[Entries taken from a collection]
· · ·
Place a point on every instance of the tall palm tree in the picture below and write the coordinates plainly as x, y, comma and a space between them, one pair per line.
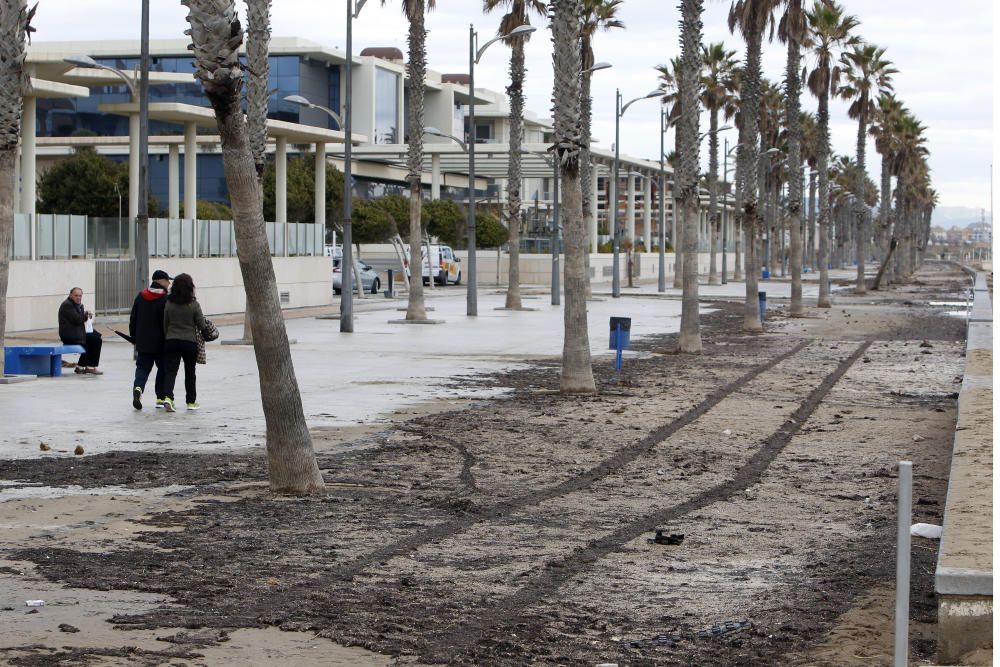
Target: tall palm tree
717, 95
416, 69
670, 86
597, 15
15, 26
750, 17
216, 36
518, 12
577, 375
867, 75
807, 127
829, 30
687, 176
888, 111
258, 44
792, 31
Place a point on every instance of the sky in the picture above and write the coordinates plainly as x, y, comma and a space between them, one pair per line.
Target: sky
943, 51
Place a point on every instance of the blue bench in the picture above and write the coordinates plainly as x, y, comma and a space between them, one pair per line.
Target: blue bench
37, 359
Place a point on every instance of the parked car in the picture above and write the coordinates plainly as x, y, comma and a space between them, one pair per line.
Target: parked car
369, 276
447, 267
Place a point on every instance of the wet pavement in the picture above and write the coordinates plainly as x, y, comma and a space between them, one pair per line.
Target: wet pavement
345, 379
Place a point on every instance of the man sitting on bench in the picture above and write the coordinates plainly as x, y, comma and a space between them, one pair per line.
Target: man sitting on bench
73, 331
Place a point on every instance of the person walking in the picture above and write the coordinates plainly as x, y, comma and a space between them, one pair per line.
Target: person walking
182, 320
145, 327
73, 325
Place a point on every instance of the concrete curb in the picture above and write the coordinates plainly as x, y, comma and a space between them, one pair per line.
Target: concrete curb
964, 576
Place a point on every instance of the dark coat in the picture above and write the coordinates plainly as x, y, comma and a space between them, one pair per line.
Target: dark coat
71, 319
145, 322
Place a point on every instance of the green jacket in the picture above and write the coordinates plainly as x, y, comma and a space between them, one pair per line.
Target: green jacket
180, 322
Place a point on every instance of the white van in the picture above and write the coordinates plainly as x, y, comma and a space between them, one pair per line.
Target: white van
447, 268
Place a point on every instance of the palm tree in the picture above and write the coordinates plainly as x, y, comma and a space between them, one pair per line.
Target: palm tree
597, 15
750, 17
15, 25
829, 30
792, 31
888, 111
687, 175
216, 36
867, 76
517, 15
717, 95
416, 78
258, 44
807, 127
577, 375
669, 85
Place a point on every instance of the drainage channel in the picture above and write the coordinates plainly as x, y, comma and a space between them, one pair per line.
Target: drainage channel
510, 611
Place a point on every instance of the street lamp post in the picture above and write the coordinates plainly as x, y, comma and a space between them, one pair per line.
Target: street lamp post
138, 91
471, 304
616, 287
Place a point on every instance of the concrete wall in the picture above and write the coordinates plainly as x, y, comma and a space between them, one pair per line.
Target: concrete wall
964, 576
536, 269
37, 288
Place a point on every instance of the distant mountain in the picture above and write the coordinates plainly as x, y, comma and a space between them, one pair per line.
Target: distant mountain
962, 216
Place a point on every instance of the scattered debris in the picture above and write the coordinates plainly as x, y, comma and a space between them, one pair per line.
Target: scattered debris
672, 538
928, 530
723, 628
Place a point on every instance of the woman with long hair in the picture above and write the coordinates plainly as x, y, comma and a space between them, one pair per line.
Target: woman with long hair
182, 320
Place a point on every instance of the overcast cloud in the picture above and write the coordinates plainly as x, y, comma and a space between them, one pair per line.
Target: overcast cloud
942, 49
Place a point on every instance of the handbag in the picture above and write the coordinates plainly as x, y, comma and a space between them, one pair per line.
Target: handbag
206, 334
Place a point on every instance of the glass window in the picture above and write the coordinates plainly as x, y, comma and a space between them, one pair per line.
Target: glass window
386, 106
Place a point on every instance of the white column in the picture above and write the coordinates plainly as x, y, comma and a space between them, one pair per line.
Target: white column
173, 182
647, 213
133, 176
593, 209
630, 208
435, 176
28, 168
281, 188
319, 184
17, 181
191, 181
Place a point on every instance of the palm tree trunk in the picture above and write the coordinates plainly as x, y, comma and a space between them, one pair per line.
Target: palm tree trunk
793, 89
8, 155
417, 67
516, 95
822, 154
577, 375
749, 135
13, 27
713, 196
292, 465
687, 130
859, 200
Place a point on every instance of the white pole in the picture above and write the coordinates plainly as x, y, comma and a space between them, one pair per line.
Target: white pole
904, 517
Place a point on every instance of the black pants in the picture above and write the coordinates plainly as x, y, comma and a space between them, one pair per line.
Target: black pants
174, 351
91, 357
144, 365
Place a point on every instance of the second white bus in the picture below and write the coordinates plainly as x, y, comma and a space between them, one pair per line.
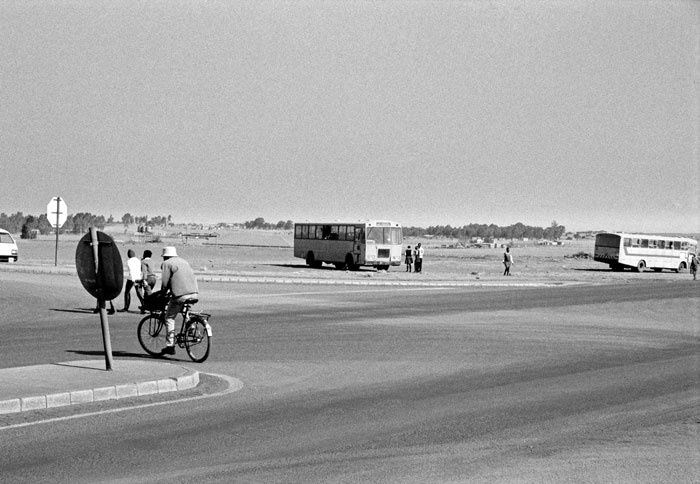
· · ·
What the task asks: Please scale the part of the listing that opens with the line containing "Place a point on every instance of the black" and runs through the end of the listing, giving all of those lines again with every coordinate multiplied by 0.75 and rounded to a whole number, halves rounded up. Leave the pictures out of your answer.

Exercise answer:
Place a point on every instance of the black pants in the picture above and write the coordinates plainly as x, y, comma and a space between them, one pair per line.
Target: black pants
131, 263
68, 268
108, 274
Place a point on every instance of the second white bus in the picture below and write the coordinates plainly as x, y, comma and a space between them, one pair per line.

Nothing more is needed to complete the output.